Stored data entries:
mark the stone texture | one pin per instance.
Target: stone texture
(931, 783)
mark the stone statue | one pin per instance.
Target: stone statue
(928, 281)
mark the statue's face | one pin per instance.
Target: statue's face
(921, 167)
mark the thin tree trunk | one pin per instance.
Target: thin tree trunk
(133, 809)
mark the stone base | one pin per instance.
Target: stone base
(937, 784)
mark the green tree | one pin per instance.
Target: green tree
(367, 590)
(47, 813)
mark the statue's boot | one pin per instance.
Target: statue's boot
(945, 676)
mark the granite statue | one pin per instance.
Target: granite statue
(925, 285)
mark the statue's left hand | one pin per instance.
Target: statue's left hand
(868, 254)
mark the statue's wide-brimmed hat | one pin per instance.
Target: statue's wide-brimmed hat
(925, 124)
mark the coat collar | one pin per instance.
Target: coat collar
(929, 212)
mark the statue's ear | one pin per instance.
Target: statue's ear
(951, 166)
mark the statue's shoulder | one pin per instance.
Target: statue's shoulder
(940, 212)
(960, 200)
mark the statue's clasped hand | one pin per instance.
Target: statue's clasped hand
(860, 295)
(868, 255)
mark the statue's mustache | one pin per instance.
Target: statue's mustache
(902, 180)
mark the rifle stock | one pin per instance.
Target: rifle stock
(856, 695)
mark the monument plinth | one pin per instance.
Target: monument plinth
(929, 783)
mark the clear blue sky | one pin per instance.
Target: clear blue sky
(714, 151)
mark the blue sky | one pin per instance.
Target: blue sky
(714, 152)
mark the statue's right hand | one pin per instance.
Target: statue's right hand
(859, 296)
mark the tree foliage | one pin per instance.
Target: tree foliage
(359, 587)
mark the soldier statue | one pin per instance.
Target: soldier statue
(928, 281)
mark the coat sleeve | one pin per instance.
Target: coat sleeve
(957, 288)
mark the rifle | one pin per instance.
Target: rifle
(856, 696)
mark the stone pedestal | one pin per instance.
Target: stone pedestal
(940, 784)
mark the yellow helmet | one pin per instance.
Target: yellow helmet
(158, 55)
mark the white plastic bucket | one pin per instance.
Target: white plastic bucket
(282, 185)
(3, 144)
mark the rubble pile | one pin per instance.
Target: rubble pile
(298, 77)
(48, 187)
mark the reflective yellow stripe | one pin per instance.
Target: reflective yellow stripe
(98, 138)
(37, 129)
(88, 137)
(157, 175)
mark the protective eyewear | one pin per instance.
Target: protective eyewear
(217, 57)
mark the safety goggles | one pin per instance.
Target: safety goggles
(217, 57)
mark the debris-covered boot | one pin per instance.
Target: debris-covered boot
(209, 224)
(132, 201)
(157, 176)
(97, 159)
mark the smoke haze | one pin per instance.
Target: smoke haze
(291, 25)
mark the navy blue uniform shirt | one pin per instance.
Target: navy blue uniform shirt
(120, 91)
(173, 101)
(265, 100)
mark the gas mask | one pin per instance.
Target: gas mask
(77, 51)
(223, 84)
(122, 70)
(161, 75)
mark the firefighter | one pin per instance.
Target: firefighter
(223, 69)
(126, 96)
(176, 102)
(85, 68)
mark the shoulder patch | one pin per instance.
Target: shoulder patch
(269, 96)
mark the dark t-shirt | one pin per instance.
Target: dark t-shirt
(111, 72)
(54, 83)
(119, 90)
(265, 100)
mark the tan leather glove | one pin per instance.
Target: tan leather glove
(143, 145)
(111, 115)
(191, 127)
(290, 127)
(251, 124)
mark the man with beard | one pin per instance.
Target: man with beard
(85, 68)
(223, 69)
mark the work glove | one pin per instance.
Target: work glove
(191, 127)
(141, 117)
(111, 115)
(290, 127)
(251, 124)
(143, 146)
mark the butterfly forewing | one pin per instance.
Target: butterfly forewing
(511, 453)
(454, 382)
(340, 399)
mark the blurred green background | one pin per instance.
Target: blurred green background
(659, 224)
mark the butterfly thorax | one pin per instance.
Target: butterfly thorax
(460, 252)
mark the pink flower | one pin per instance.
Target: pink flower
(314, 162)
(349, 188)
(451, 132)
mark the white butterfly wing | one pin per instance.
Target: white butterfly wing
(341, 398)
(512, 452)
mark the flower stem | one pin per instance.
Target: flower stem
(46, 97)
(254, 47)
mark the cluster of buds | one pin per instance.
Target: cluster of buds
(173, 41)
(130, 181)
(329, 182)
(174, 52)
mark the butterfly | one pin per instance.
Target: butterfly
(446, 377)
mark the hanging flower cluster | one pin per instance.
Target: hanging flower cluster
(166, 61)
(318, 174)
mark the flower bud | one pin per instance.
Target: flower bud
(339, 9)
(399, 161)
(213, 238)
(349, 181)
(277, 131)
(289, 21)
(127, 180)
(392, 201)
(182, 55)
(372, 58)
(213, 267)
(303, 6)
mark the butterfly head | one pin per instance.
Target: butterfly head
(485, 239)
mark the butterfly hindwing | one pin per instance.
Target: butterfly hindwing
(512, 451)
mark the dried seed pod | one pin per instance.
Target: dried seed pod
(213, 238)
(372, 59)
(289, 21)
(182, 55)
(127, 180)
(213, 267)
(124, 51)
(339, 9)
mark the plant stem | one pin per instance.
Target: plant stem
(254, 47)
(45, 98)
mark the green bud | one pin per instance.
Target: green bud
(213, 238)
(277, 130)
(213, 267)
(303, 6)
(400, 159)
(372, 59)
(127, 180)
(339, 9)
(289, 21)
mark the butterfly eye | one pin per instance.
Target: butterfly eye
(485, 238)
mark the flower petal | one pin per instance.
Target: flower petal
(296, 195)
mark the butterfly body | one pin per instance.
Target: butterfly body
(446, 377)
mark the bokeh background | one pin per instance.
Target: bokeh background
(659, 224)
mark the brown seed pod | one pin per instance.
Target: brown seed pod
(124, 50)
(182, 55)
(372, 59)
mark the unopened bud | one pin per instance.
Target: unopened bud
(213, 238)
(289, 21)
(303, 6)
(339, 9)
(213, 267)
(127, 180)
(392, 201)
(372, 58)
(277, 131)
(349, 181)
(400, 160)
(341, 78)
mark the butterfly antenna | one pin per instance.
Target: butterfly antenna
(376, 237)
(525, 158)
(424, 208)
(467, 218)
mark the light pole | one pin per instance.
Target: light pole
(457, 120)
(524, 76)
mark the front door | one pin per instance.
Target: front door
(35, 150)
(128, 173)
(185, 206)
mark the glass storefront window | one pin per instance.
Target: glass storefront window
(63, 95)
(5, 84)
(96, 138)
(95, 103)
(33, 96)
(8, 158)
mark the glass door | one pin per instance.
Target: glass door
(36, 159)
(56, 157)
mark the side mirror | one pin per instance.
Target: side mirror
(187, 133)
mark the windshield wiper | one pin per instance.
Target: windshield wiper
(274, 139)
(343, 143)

- _WHAT TO PRODUCE_: Transcribe the records. Keep every word exactly as it stands.

- _EXERCISE OUTPUT_:
mark the stone texture | one pin per instance.
Target: stone texture
(931, 783)
mark the stone statue | one pin per instance.
Target: stone statue
(928, 281)
mark the statue's face | one pin per instance.
Target: statue's face
(921, 167)
mark the thin tree trunk | one pin per instance.
Target: thin tree trunk
(133, 809)
mark the stone base | one pin per instance.
Target: stone base
(937, 784)
mark the green tree | one pin per instance.
Target: green tree
(367, 590)
(47, 813)
mark the statue's boot | one pin per instance.
Target: statue's boot
(945, 676)
mark the granite statue | one pin per instance.
Target: granite statue
(925, 285)
mark the statue's left hand | one pin per instance.
Target: statue's left hand
(868, 254)
mark the statue's wide-brimmed hat | one pin per instance.
Target: statue's wide-brimmed hat
(925, 124)
mark the coat collar | one pin per instance.
Target: coat collar
(929, 212)
mark the statue's ear | one pin per instance.
Target: statue's ear
(951, 166)
mark the statue's shoulder | one pin per instance.
Target: statue's shoulder
(940, 212)
(960, 200)
mark the statue's clasped hand | one pin per instance.
Target: statue's clasped hand
(860, 295)
(868, 255)
mark the statue's mustache | one pin per instance.
Target: statue's mustache
(902, 180)
mark the rifle stock | one pin per instance.
Target: rifle stock
(856, 695)
mark the monument plinth | one pin per instance.
Target: monument plinth
(929, 783)
mark the clear blue sky | one pin per instance.
Target: clear blue sky
(714, 151)
mark the blue sky | one pin per instance.
Target: blue sky
(714, 152)
mark the statue's right hand | one pin per instance.
Target: statue's right hand
(859, 296)
mark the tree foliage | one pin per instance.
Target: tree foliage
(359, 587)
mark the soldier statue | one pin per instance.
Target: soldier statue
(928, 281)
mark the coat sleeve | one pin per instance.
Target: coat sleeve
(957, 288)
mark the rifle | one pin per instance.
Target: rifle
(856, 696)
mark the stone pedestal | one pin per instance.
Target: stone pedestal
(940, 784)
mark the yellow helmet | one pin per instance.
Target: yellow helmet
(158, 55)
mark the white plastic bucket | one pin per instance.
Target: white plastic bucket
(282, 185)
(3, 144)
mark the rubble pile | one pin per instance.
Target: rubble pile
(298, 77)
(48, 187)
mark the reflective yellow stripe | one pin per instance.
Target: reflective yellow stripe
(98, 138)
(37, 129)
(88, 137)
(157, 175)
mark the protective eyewear | one pin per instance.
Target: protective eyewear
(217, 57)
mark the safety goggles | one pin per instance.
Target: safety goggles
(217, 57)
mark the debris-covered boot | one pin per instance.
Target: debris-covered boot
(209, 224)
(132, 201)
(157, 176)
(97, 159)
mark the smoke haze | one pin per instance.
Target: smoke haze
(291, 25)
mark the navy blue uniform shirt | one pin per instance.
Target: navy blue uniform shirt
(120, 91)
(173, 101)
(265, 100)
mark the gas mask | one pin per instance.
Target: gas mask
(77, 51)
(223, 84)
(122, 70)
(161, 75)
mark the firefighter | one pin per instance.
Target: firefighter
(223, 69)
(126, 96)
(176, 102)
(85, 68)
mark the shoulder patch | one pin per instance.
Target: shoulder patch
(269, 96)
mark the dark t-shirt | one pin per instance.
Target: dark t-shirt
(111, 72)
(54, 83)
(119, 90)
(265, 100)
mark the tan leather glove | one pin per instance.
Target: tan leather glove
(143, 145)
(111, 115)
(191, 127)
(290, 127)
(251, 124)
mark the man with beard | one pin per instance.
Target: man with beard
(85, 68)
(223, 69)
mark the work glove | one pin per instance.
Target: work glove
(191, 127)
(141, 117)
(111, 115)
(290, 127)
(251, 124)
(143, 146)
mark the butterfly forewing | one pin per instance.
Target: butterfly forewing
(511, 453)
(454, 382)
(340, 399)
mark the blurred green background | one pin per instance.
Target: blurred green background
(659, 224)
mark the butterfly thorax | one pin per instance.
Target: butterfly thorax
(460, 252)
mark the pink flower | one pin per instance.
Target: pink flower
(314, 162)
(349, 188)
(451, 132)
mark the white butterfly wing | one pin per instance.
Target: white butterfly wing
(341, 398)
(512, 452)
mark the flower stem | one pin per instance.
Target: flower stem
(46, 97)
(254, 47)
mark the cluster of buds | one pin per instance.
Target: cluster of buds
(173, 41)
(130, 181)
(329, 182)
(174, 52)
mark the butterfly | one pin per instance.
Target: butterfly
(446, 377)
mark the hanging flower cluster | one pin per instance.
Target: hanging flower cluster
(166, 61)
(318, 174)
mark the flower bud | one pin per instance.
Target: flower bud
(339, 9)
(399, 161)
(213, 238)
(349, 181)
(277, 131)
(289, 21)
(127, 180)
(392, 201)
(182, 55)
(372, 58)
(213, 267)
(303, 6)
mark the butterfly head | one pin per instance.
Target: butterfly head
(485, 239)
mark the butterfly hindwing | one pin per instance.
Target: butterfly hindwing
(512, 451)
mark the dried seed pod | one pin per instance.
Target: dried seed pod
(213, 238)
(372, 59)
(289, 21)
(182, 55)
(127, 180)
(213, 267)
(124, 51)
(339, 9)
mark the plant stem | one pin per instance.
Target: plant stem
(254, 47)
(45, 98)
mark the green bud | one pin per instance.
Target: green bud
(213, 238)
(277, 130)
(213, 267)
(303, 6)
(400, 159)
(372, 59)
(127, 180)
(339, 9)
(289, 21)
mark the butterfly eye | one pin per instance.
Target: butterfly eye
(485, 238)
mark the flower petal | one pin per instance.
Target: flower petal
(296, 195)
mark the butterfly body | one pin per instance.
Target: butterfly body
(446, 377)
mark the bokeh background | one pin per instance.
Target: bokeh background
(659, 224)
mark the brown seed pod | one pin per instance.
Target: brown seed pod
(124, 50)
(182, 55)
(372, 59)
mark the unopened bud | one pin per instance.
Target: unopened bud
(213, 238)
(289, 21)
(303, 6)
(339, 9)
(213, 267)
(127, 180)
(392, 201)
(372, 58)
(277, 131)
(349, 181)
(400, 160)
(341, 78)
mark the butterfly antenna | one pin per instance.
Target: butterfly antenna
(376, 237)
(525, 158)
(424, 208)
(467, 218)
mark the light pole | one pin per instance.
Target: light pole
(457, 120)
(524, 76)
mark the front door | one pin per instance.
Target: front door
(35, 150)
(128, 173)
(185, 206)
mark the glass storefront window | one pin per instance.
Target: glass storefront window
(63, 95)
(5, 84)
(96, 138)
(95, 103)
(33, 96)
(8, 158)
mark the glass door | one pin per instance.
Target: glass door
(36, 159)
(56, 157)
mark the side mirror | one pin per instance.
Target: side mirror
(187, 133)
mark the windshield wiper | one pin per instance.
Target: windshield wiper
(274, 139)
(343, 143)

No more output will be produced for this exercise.